## [PASSAGE SHOWN]
When we don't feel strong in ourselves or even like ourselves it is said we have low self esteem. Self esteem is seen by Psychologists as a personality trait and is therefore thought to be a stable and enduring trait. Low self esteem can be the byproduct of a dysfunctional family upbringing, insensitive/cruel peers or relationships or a punitive self evaluation paradigm. Whatever the cause of the condition it has a debilitating effect on a persons ability to seek out goals and lifestyle choices that bring about a fulfilling lifestyle. Low self esteem can direct a person to accept from life (whether it be in relationships, financial circumstances or careers ) much less than they are capable of or to pursue personal goals that would otherwise enrich their lives.
But how to understand this and then to change it? As a Clinical Psychologist of almost 40 years of practice, I have come across countless individuals who, as a byproduct of another mental health challenge (or possibly the underlying cause of their mental health challenge), have low self esteem.
As with all my treatment approaches in therapy I seek to find a means by which my clients can understand the challenge that they are facing and provide them with the most direct route in addressing the challenge. Over the years this has resulted in using narratives in therapy to meet this goal. The following narrative (entitled 2+2=5) is used in situations where my clients struggle with low self esteem.

## [WHAT THIS EXERCISE ASKS]
1 > List every possible cause of low self esteem that the passage on low self esteem names.
2 > Reproduce the passage on low self esteem word for word, from "But how to understand" down to "challenge), have low self esteem.".
The records that come next are not used for anything here.

## [INFORMATION SHOWN]

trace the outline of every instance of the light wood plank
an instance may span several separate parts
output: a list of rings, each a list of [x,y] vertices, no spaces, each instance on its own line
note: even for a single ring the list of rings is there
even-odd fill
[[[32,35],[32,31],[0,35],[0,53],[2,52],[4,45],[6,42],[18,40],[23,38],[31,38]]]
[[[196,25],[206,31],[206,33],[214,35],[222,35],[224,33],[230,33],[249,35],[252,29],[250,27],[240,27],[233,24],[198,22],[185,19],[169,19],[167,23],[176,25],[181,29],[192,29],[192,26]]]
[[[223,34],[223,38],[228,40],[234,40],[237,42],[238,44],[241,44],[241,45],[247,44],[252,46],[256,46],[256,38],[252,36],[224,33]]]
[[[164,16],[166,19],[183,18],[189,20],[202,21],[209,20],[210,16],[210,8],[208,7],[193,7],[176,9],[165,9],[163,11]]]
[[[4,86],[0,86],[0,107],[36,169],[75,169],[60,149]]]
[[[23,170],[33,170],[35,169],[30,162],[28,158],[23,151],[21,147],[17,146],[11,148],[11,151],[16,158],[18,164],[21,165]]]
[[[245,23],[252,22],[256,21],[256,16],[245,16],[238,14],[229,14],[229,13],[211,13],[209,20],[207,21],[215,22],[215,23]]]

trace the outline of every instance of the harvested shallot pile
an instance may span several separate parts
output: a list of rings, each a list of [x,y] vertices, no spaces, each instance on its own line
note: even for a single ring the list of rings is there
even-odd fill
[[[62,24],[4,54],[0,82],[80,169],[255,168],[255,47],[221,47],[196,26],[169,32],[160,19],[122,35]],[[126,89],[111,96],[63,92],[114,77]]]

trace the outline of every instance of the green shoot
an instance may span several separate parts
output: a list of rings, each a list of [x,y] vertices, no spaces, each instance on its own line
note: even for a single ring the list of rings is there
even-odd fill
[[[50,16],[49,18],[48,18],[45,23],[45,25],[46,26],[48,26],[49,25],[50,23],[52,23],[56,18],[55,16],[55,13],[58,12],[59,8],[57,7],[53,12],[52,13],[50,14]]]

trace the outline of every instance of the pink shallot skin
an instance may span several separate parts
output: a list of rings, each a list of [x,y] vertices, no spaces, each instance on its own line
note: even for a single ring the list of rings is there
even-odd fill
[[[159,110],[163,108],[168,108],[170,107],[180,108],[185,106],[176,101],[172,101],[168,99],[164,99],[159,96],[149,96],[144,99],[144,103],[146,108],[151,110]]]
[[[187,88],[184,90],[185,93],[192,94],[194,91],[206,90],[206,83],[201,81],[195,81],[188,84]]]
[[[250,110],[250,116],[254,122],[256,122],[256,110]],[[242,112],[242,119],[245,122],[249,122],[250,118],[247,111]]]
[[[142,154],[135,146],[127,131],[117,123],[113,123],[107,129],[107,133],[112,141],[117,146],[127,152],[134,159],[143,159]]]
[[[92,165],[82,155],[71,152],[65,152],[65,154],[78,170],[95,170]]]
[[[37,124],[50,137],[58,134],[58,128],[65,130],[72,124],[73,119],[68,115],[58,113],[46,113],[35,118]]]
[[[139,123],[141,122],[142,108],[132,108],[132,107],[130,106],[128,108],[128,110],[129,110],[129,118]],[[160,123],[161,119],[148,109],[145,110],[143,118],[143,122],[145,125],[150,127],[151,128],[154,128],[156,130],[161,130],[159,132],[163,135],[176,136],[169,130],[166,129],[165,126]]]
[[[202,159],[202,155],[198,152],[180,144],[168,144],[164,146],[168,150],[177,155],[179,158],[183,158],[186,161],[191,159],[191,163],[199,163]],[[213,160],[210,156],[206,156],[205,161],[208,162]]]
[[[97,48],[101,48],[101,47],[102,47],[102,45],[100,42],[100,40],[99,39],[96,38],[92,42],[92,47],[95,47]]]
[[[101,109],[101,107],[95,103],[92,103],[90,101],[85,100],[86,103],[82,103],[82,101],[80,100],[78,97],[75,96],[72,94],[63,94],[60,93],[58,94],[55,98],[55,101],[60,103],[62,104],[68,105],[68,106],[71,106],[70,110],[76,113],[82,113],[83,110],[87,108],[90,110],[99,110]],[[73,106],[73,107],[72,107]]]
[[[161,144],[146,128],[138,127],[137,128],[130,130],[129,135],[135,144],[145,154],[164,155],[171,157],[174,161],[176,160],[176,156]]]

## [ANSWERS FOR THE EXERCISE]
1 >
- A dysfunctional family upbringing
- Insensitive/cruel peers or relationships
- A punitive self evaluation paradigm

2 >
But how to understand this and then to change it? As a Clinical Psychologist of almost 40 years of practice, I have come across countless individuals who, as a byproduct of another mental health challenge (or possibly the underlying cause of their mental health challenge), have low self esteem.